[[ Supplied material open ]]

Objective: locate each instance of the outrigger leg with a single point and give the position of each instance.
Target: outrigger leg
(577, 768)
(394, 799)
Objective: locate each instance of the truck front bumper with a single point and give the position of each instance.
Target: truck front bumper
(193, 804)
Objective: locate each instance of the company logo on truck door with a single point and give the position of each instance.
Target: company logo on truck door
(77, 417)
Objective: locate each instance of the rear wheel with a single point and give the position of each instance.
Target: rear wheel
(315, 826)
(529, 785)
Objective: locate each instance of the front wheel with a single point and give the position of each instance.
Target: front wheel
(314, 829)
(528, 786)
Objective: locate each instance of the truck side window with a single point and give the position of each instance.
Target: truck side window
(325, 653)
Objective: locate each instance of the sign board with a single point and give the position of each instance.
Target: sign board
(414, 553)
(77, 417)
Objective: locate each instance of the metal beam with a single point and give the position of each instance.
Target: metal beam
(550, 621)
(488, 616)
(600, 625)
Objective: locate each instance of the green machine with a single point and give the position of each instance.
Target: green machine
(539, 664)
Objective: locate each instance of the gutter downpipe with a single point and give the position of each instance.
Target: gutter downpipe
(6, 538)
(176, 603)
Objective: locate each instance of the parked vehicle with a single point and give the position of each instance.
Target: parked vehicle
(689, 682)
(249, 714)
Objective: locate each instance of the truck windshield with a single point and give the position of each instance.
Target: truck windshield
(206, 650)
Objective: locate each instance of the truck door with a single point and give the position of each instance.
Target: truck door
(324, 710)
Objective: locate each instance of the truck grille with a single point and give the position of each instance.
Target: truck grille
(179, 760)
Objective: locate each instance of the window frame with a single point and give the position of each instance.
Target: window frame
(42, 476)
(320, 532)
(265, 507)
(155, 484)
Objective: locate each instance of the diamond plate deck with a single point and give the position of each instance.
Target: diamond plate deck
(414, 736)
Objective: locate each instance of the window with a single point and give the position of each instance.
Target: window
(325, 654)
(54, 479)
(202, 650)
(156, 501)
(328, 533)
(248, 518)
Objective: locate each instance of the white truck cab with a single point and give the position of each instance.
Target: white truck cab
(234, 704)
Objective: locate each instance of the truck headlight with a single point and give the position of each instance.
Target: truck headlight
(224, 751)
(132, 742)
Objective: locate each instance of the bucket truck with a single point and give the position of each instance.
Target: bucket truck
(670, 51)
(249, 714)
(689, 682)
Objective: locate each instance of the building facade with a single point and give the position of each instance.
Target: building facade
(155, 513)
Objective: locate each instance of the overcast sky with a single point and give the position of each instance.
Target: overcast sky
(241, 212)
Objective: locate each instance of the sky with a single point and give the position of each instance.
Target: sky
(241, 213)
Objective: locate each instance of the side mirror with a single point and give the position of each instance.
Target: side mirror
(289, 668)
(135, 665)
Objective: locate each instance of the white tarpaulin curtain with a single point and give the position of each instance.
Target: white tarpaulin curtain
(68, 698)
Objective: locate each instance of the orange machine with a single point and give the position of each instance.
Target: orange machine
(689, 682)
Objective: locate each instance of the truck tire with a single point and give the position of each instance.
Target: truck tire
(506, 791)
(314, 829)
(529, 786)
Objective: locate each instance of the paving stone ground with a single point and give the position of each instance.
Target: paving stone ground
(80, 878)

[[ Supplied material closed ]]

■ **Activity**
Restate the listing exactly, starting at its first line and ending at the line where "Objective: locate each instance of the metal" occurs; include both and no other lines.

■ **Task result**
Objective: locate each instance of the outrigger leg with a single point and give the position of each instance.
Target: outrigger leg
(577, 768)
(394, 799)
Objective: locate each instance of the truck front bumper with a single point and give the position of each instance.
Target: truck front bumper
(193, 804)
Objective: locate each instance of the company logo on truck door with a single point and give the position of each instance.
Target: company logo on truck door
(77, 417)
Objective: locate each instance of the rear wheel with a single point and give the position of each instance.
Target: rear wheel
(315, 826)
(529, 785)
Objective: locate each instance of the front wheel with a single point and give the position of each instance.
Target: front wheel
(314, 829)
(528, 786)
Objective: locate each instance of the truck side window with a single point and give the position of each instance.
Target: truck side window
(325, 653)
Objective: locate each instance of the sign board with a single point and give the position of each instance.
Target: sign board
(414, 553)
(77, 417)
Objective: locate each instance of the metal beam with a single point and give the position of each instance.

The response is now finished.